>> BEGIN TEXT EXTRACT

Philately essentially has two types of desirable material that will command strong prices realized. The first type of material consists of the traditional items like a set of Zeppelins, classic postal history and items of unique quality and vintage. These items are limited, and demand for quality and scarcity maintains and influences their strong resale prices.

The second type of material that commands a strong resale value are the fad items. One day these items are popular and the demand often outweighs the supply, In the blink of an eye however, popular favor sways to the next new fad item. Once the luster wears off a fad item, it becomes a philatelic albatross.

Philatelic fad items truly came into vogue during the 1960s Here are some examples of 1960s philatelic fad items that have crept into the marketplace over the years. In the 1960s, the philatelic world could not get enough stamps honoring John F. Kennedy, the Space Program, emerging African Nations, the Vatican and the United Nations. A quarter century later, in the late 1980's, these items started to appear in the philatelic market place in droves because all their original owners were passing on to their eternal reward.

I remember a dealer in the Midwest who wanted to sell me a 3,600-pound lot of covers that consisted of United Nations FDCs, space covers, and Vatican covers. His asking price was $3,500, or as he put it, "less than a dime per pound." The 3,600 pounds translated roughly into 36,000 covers, or less than one cent per cover. I passed on the lot because I had a glut of such items. A few months later, I learned that the 3,600-pound lot was actually carved out of a much larger lot of the same material. Depending on who told the story, the enormous "mother lot" of 1960s cover weighed in around 10 tons. For several years thereafter, chunks of this lot were melded into cover auction lots to add bulk. It was difficult to buy a cover lot that didn't have part of this lot mixed in.

>> END TEXT EXTRACT
>> BEGIN DATASET CONTENT

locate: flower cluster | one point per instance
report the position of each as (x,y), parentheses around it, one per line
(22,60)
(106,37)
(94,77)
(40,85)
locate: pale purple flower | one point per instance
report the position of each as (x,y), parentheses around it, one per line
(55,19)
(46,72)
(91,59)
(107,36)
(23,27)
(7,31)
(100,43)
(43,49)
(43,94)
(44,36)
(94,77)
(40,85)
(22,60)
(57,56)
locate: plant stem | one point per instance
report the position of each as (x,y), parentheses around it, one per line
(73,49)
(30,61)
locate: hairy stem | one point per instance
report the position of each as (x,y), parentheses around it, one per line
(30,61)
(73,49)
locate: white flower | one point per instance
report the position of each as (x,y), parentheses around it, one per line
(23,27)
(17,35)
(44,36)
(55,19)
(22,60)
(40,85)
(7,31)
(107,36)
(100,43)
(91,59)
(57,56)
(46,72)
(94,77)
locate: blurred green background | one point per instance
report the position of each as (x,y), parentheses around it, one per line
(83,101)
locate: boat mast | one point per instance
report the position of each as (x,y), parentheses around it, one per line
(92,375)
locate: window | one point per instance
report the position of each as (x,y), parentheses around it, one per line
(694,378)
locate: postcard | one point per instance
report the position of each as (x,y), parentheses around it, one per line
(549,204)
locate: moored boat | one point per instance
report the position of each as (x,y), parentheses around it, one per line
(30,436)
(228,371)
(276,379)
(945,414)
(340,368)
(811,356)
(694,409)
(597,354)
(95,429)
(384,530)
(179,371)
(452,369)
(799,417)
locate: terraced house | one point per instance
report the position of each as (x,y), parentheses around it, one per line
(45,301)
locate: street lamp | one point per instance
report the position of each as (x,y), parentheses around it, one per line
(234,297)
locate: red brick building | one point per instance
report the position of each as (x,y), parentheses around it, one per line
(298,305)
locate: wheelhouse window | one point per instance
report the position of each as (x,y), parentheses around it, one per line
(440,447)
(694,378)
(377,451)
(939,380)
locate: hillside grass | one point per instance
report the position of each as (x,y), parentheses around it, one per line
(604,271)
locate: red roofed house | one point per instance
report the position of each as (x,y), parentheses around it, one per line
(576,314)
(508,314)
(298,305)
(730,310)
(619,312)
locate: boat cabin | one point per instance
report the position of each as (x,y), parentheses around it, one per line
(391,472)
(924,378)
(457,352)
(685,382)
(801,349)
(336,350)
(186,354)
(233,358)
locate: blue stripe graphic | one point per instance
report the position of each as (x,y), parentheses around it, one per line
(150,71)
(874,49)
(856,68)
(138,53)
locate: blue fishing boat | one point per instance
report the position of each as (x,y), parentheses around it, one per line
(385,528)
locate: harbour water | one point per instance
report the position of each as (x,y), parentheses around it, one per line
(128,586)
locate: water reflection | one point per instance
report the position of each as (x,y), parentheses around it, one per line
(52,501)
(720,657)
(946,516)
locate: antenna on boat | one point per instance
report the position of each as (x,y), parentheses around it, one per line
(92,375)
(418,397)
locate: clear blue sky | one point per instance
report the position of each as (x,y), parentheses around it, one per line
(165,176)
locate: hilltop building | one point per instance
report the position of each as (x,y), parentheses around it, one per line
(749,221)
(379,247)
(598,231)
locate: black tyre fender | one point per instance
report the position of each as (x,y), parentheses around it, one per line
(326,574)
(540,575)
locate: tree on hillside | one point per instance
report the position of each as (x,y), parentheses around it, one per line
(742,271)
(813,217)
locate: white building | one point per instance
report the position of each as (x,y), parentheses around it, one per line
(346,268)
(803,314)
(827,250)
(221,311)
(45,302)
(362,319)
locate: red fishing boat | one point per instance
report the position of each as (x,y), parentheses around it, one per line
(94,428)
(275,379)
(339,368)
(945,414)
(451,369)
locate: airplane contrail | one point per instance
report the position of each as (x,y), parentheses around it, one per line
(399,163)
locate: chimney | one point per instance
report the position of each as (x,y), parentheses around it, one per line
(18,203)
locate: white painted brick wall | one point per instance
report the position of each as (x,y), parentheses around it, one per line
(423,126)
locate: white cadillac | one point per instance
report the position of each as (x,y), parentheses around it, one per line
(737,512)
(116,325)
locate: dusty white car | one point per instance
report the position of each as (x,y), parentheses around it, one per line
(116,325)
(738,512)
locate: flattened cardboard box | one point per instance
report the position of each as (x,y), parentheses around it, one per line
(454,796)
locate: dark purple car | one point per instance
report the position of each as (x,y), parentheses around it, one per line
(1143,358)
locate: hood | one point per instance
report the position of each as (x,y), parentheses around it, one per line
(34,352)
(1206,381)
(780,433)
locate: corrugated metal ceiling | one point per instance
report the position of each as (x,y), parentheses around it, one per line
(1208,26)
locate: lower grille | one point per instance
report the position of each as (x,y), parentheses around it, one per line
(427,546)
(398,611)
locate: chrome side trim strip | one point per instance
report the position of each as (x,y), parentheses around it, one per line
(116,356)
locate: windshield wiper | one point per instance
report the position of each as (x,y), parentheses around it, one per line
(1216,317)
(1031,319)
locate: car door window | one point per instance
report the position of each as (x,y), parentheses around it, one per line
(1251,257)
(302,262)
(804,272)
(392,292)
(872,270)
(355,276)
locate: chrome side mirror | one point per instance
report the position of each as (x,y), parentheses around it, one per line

>> END DATASET CONTENT

> [WHAT YOU NEED TO DO]
**A.** According to the text on philatelic fad items, when did the 1960s fad items begin appearing in the philatelic marketplace in droves?
**B.** Continue the text on philatelic fad items from its last sentence.

> [THE RESPONSES]
**A.** They began appearing in droves in the late 1980s.

**B.**
Here we are in the year 2010, and some of the stuff that was once part of the 10-ton lot is now in demand by new philatelic aspirants. Dealers who once chided auction firms for blending in these surplus covers are now checking their own junk boxes to see if they can uncover any hidden gems.

One of my dealer friends told me that he combed through his junk boxes for unusual United Nations color cachets from the 1960s and located several hundred items for immediate resale. He related that he pulled the covers out of his 50-cent box one morning before the opening of a major stamp show. He sleeved them, priced them at $5 each, and they were all sold before he closed up on Sunday. He was grateful that the sale of these covers resulted in a little over 80 percent of his sales for the entire show!

Another dealer friend told me how he has been slowly listing 1960s space covers from his dollar box of covers on the Internet. He tells me that some of the covers have fetched in excess of $25 each! He called me last week to exclaim, "The cover world has gone mad! They only buy junk!"

Several of my dealer friends have kidded me that if I only had the foresight to buy that 3,600-pound lot of covers for $3,500 all those years ago, it might've parlayed into a million dollar inventory today. Hindsight always has a touch of romantic speculation. I never regret passing on the lot, and still get a chuckle when I can still find small segments of it at stamp shows in junk boxes. Sometimes I pick out a few, and some times I stand back and shake my head and muse, "If all those Internet buyers truly knew the enormity of the original hoard, their generous bids would soon diminish."

I like to explain to my friends that nearly 50 years have elapsed since some of the covers in that 10-ton hoard were created. It's been a quarter century since the same type of covers were a drug on the market. At least two philatelic generations have passed since the first covers were churned out! The time has come for these covers to be "re-discovered" by a new generation of collectors.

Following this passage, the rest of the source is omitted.